- What the task requires -
Transcribe all the data, leaving each word as it is.

══════════════════════════════

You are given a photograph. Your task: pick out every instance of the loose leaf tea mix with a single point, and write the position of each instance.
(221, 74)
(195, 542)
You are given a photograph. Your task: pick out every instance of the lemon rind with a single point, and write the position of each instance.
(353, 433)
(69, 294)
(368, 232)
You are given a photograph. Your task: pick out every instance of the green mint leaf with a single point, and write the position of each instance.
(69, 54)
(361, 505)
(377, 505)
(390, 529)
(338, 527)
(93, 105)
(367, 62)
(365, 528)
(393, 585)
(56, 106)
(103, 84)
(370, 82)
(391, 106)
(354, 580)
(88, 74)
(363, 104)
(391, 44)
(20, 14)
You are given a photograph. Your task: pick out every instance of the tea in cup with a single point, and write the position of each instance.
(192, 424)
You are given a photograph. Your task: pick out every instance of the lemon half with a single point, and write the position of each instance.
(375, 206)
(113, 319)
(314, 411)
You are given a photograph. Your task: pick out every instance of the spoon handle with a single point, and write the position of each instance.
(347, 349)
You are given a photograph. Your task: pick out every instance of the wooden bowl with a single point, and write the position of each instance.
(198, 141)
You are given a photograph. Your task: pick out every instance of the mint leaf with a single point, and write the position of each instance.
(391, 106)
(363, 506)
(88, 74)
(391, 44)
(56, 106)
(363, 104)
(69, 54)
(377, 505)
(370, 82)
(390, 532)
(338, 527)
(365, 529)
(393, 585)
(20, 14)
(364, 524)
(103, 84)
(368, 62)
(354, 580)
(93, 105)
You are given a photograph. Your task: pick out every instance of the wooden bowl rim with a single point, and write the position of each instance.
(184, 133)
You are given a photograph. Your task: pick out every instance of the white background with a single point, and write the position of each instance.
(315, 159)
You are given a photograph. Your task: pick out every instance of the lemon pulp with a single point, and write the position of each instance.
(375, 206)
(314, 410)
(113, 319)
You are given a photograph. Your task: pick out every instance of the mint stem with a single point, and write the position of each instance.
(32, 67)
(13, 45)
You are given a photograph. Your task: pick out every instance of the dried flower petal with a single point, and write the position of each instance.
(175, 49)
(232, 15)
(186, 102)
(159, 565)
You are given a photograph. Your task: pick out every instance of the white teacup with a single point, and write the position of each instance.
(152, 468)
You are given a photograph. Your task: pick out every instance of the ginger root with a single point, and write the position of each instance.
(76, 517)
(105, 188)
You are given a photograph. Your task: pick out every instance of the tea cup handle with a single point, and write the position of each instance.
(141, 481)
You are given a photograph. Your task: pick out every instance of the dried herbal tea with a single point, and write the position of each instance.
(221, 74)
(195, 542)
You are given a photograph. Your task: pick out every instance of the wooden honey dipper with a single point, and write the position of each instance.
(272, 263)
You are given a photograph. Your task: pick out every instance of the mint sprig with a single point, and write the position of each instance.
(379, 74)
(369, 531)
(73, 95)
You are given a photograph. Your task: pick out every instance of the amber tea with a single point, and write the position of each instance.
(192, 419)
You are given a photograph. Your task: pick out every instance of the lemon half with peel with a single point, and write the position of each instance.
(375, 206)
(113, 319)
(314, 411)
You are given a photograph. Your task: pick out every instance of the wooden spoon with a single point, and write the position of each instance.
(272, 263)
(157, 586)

══════════════════════════════

- Response below -
You are given a photograph. Your task: pick out every instance of the loose leaf tea mix with a single point, and write the position of each instance.
(221, 74)
(195, 542)
You are given a photograph. Your task: pick out every instance of the lemon rind with a single point, and write the position of each instance.
(353, 433)
(69, 294)
(368, 232)
You are given a photograph. Your task: pick out every instance of the green mint leaf with a single point, and write the position of each instance.
(69, 54)
(361, 505)
(377, 505)
(390, 529)
(338, 527)
(93, 105)
(367, 62)
(365, 528)
(393, 585)
(56, 106)
(103, 84)
(370, 82)
(391, 106)
(354, 580)
(88, 74)
(363, 104)
(391, 44)
(20, 14)
You are given a photograph. Your task: pick out every instance of the tea in cup with a single point, and write the position of each instance.
(192, 424)
You are given a photograph. Your task: pick out every instance of the lemon half with a single point, and write the position of each instance.
(375, 206)
(113, 319)
(314, 411)
You are given a photograph. Your task: pick out every instance of the spoon handle with a single point, and write the position of each instance.
(347, 349)
You are given a photograph. Your task: pick out every instance of the wooden bowl with a single point, and write the position of each instance.
(198, 141)
You are given a photograph. Your task: pick out every instance of the mint leaf with a single point, and write the position of each instance.
(391, 106)
(363, 506)
(88, 74)
(391, 44)
(56, 106)
(363, 104)
(69, 54)
(377, 505)
(370, 82)
(390, 532)
(338, 527)
(365, 529)
(393, 585)
(20, 14)
(364, 524)
(103, 84)
(368, 62)
(354, 580)
(93, 105)
You are given a photograph. Your task: pick out every instance of the wooden bowl rim with a single point, and write the position of each instance.
(184, 133)
You are given a photograph. Your task: pick out every instance of the white background with a single point, and write the position of each instance.
(315, 159)
You are given a photograph. Your task: pick out every instance of the lemon pulp with a single point, and write the position of each instance.
(375, 206)
(314, 410)
(113, 319)
You are given a photograph. Your task: pick out every instance of the mint stem with a single point, and write the position of each instance.
(32, 67)
(13, 45)
You are given a photograph. Your task: pick out every instance of the dried flower petal with a single point, and write the position of each instance.
(175, 49)
(232, 15)
(186, 102)
(159, 565)
You are given a photograph. Your task: pick out every instance of the white teacup with a single point, and write the position of each instance.
(152, 468)
You are given a photograph. Your task: pick out every instance of the ginger root with a single point, and write the position of each instance.
(76, 517)
(105, 188)
You are given a photograph. Your task: pick out every instance of the tea cup handle with a single point, and write the position of each instance.
(141, 481)
You are given a photograph. Your task: pick out every instance of the dried herbal tea with a single point, and write the position of each instance.
(221, 74)
(195, 542)
You are given a photograph. Your task: pick out every instance of the wooden honey dipper with a single point, and write the position of each instance.
(272, 263)
You are given a photograph. Your task: pick out every instance of the mint sprig with a single point, and write the position of each instance.
(379, 74)
(369, 531)
(73, 95)
You are given a photograph. Your task: pick out every instance of the amber tea with a single point, and write the position of each instance.
(192, 419)
You are given a photograph. Your task: pick out every instance of the lemon half with peel with a single point, and write the position of each instance.
(375, 206)
(113, 319)
(314, 411)
You are given a photograph. Your task: pick out every instance of the wooden spoon with a single point, and write the position of each instance.
(272, 263)
(157, 586)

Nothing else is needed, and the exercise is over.